____ DATA PROVIDED
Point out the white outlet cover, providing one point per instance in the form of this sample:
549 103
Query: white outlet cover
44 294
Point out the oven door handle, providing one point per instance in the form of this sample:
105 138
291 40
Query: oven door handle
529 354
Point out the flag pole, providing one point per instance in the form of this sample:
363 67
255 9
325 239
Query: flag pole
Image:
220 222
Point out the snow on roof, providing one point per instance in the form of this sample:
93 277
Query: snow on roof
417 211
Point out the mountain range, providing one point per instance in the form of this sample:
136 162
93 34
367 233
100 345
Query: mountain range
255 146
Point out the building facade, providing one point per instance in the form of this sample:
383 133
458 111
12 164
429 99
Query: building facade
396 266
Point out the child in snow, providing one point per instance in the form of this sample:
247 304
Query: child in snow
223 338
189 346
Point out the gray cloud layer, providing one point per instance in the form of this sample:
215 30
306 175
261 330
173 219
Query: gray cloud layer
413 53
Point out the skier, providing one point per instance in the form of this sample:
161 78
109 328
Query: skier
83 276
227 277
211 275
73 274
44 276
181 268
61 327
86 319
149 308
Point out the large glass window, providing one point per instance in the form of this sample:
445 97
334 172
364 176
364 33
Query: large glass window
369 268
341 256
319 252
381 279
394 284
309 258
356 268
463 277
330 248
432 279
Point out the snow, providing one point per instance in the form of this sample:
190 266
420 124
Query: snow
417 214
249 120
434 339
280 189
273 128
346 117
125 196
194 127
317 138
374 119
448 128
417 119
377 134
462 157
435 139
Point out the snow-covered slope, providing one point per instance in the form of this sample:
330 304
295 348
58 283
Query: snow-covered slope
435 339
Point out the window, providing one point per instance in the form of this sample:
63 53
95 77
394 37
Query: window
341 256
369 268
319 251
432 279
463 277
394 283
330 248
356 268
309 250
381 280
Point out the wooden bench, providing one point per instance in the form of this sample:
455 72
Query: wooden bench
________
▶ _WHAT TO DO_:
Nothing in the entries may change. Retype them all.

▶ _REPLY_:
Point out the white outlet cover, providing one point per instance in the form of this sample:
549 103
Query: white outlet cover
44 294
Point out the oven door handle, providing one point per instance in the form of this sample:
105 138
291 40
Query: oven door handle
529 354
Point out the flag pole, providing one point per instance in the form of this sample:
363 67
255 9
325 239
Query: flag pole
Image:
220 222
Point out the snow on roof, providing one point per instance in the form of this sample:
93 277
Query: snow on roof
417 211
Point out the mountain range, providing one point per instance in the form of this sample:
136 162
93 34
367 233
100 345
Query: mountain range
255 146
Point out the building facade, providing one point per instance in the form of this sample:
383 133
458 111
12 164
429 99
Query: building facade
396 266
Point out the child in snow, providing one point per instance in the form of this sample:
247 304
Query: child in snow
223 338
189 346
Point out the gray cloud layer, providing one point per instance in the form of this sample:
215 30
306 175
261 330
173 219
Query: gray cloud layer
413 53
Point out the skier, providing one point per instance in the form of this sample:
161 78
109 328
Query: skier
83 276
227 277
211 275
73 274
44 276
181 268
61 327
86 319
149 308
Point out the large glass window, providing one point per instance in the form of this sample:
445 97
334 172
364 176
364 33
Query: large glass window
369 268
341 256
319 252
381 279
394 284
309 258
356 268
463 277
330 248
432 279
Point out the snow, providing one point per instance in the form of this sample:
190 266
420 124
Query: snow
417 214
249 120
434 339
280 189
273 128
346 117
125 196
194 127
317 138
374 119
448 128
417 119
377 134
462 157
435 139
Point out the snow-covered slope, providing one point per instance in the form of this sample:
330 304
295 348
58 283
Query: snow-covered slope
435 339
Point out the window, providing one point per instance in the form of this sample:
63 53
95 77
394 37
Query: window
341 256
369 268
319 251
432 279
463 277
394 283
330 248
356 268
309 250
381 280
Point out the wooden bench, providing one point per instance in the form of this sample:
455 72
Query: wooden bench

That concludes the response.